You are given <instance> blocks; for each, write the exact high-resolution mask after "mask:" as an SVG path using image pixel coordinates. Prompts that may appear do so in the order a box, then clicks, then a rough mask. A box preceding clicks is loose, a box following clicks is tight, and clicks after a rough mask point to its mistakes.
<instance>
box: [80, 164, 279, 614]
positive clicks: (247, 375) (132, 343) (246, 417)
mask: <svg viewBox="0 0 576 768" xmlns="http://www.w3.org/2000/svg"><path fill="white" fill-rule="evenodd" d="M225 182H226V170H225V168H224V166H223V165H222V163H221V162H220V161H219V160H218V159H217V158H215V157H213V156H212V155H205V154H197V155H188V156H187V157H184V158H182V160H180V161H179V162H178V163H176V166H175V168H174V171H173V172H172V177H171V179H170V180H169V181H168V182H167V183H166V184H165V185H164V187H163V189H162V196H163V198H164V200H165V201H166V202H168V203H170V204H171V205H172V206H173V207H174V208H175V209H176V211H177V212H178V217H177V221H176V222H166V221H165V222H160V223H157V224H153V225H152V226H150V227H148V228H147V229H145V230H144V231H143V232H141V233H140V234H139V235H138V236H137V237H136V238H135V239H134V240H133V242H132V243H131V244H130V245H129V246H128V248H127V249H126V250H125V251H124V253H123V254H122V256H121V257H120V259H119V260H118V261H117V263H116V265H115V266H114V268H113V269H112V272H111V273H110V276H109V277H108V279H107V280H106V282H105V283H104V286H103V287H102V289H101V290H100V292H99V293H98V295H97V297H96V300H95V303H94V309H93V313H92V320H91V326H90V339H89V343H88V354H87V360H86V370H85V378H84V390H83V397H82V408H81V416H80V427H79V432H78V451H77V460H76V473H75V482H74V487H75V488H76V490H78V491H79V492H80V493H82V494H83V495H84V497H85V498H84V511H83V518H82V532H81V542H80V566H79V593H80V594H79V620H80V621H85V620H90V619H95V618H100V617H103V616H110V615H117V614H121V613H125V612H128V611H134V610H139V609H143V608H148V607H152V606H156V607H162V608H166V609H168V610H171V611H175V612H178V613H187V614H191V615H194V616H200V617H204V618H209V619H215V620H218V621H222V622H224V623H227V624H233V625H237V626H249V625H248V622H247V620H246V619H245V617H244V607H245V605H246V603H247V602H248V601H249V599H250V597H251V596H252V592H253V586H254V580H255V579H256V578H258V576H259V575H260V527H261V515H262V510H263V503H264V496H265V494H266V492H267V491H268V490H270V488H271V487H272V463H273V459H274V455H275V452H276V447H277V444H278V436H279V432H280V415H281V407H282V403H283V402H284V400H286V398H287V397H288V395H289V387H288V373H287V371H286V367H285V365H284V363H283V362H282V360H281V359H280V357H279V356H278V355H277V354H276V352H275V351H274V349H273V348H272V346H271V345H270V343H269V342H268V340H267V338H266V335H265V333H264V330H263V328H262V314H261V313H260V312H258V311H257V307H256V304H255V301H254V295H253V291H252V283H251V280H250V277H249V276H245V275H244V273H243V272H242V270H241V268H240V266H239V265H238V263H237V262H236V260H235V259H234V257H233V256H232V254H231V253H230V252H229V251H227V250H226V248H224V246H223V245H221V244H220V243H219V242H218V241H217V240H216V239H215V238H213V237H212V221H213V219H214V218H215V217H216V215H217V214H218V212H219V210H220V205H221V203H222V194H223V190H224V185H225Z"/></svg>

※ ※ ※

→ PROBLEM TO WORK ON
Quote the records above exactly, from the first line through the line containing "box: [80, 164, 279, 614]", and nothing more.

→ SOLVED EXERCISE
You are given <instance> blocks; for each, write the exact high-resolution mask after "mask:" as an SVG path using image pixel coordinates. Prompts that may appear do so in the order a box, then clicks, then a rough mask. A box preceding clicks is loose, a box following clicks is tight, and clicks after a rough mask point to its mistakes.
<instance>
box: [80, 164, 279, 614]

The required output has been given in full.